Data items:
━━━━━━━━━━━━━━━━━━━━━━━━━━━━━━

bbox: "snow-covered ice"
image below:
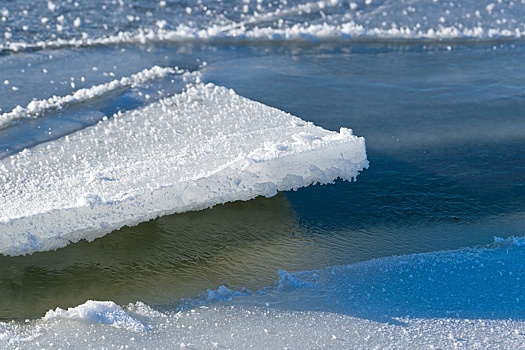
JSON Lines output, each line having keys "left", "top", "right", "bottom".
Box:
{"left": 0, "top": 82, "right": 368, "bottom": 256}
{"left": 2, "top": 0, "right": 525, "bottom": 54}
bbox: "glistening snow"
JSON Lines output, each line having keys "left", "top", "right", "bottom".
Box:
{"left": 0, "top": 83, "right": 368, "bottom": 256}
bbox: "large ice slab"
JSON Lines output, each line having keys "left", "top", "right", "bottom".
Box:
{"left": 0, "top": 83, "right": 368, "bottom": 256}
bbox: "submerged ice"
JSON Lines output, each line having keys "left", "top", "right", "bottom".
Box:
{"left": 0, "top": 82, "right": 368, "bottom": 256}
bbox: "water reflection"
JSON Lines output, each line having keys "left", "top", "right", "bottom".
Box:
{"left": 2, "top": 179, "right": 524, "bottom": 321}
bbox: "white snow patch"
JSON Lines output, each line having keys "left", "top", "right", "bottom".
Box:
{"left": 44, "top": 301, "right": 150, "bottom": 332}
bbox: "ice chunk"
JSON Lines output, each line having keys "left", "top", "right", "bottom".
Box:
{"left": 0, "top": 83, "right": 368, "bottom": 256}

━━━━━━━━━━━━━━━━━━━━━━━━━━━━━━

_Work task_: Each entry above must be restated word for word; the pictures stay out of the copy.

_Your solution_:
bbox: "snow-covered ice"
image below:
JSON Lines output, each line having keys "left", "top", "right", "bottom".
Box:
{"left": 0, "top": 82, "right": 368, "bottom": 256}
{"left": 2, "top": 0, "right": 525, "bottom": 54}
bbox: "glistening snow"
JSON Lines output, each line having keys "left", "top", "right", "bottom".
Box:
{"left": 0, "top": 83, "right": 368, "bottom": 256}
bbox: "large ice slab"
JSON Lines output, each line having keys "left", "top", "right", "bottom".
Box:
{"left": 0, "top": 83, "right": 368, "bottom": 256}
bbox: "submerged ice"
JSON Lines output, each line having keys "left", "top", "right", "bottom".
Box:
{"left": 0, "top": 82, "right": 368, "bottom": 256}
bbox: "water reflection"
JSON Lines output, each line having keys "left", "top", "right", "bottom".
Box:
{"left": 2, "top": 179, "right": 524, "bottom": 321}
bbox: "white snow patch"
JSON Lines output, each line having keys "left", "top", "right", "bottom".
Box:
{"left": 44, "top": 301, "right": 150, "bottom": 332}
bbox: "ice chunk"
JSON Lines output, each line having keys "left", "top", "right", "bottom".
Box:
{"left": 0, "top": 83, "right": 368, "bottom": 256}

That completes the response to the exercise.